Task to complete: Please update the records starting at the line containing "Verify that every instance of the deer" and ending at the line containing "Verify that every instance of the tall" by replacing "tall tree trunk" with "thick tree trunk", leaving everything else unchanged, and give only those lines.

Recorded information:
<<<<

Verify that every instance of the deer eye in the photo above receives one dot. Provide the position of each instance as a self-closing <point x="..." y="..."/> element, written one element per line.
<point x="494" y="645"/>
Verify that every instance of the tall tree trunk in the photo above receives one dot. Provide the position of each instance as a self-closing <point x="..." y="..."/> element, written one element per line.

>>>>
<<<<

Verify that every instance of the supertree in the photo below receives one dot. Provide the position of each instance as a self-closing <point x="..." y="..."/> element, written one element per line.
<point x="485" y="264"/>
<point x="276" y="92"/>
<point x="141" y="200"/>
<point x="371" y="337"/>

>>>>

Task result:
Verify that every instance of the deer eye in the photo above receives one dot. Provide the position of each instance as a self-closing <point x="..." y="..."/> element, written one element per line.
<point x="494" y="645"/>
Verify that every instance of the thick tree trunk in the photo above receives one dot. Provide the position of each instance as a self-closing <point x="..." y="..."/> element, written one element per line.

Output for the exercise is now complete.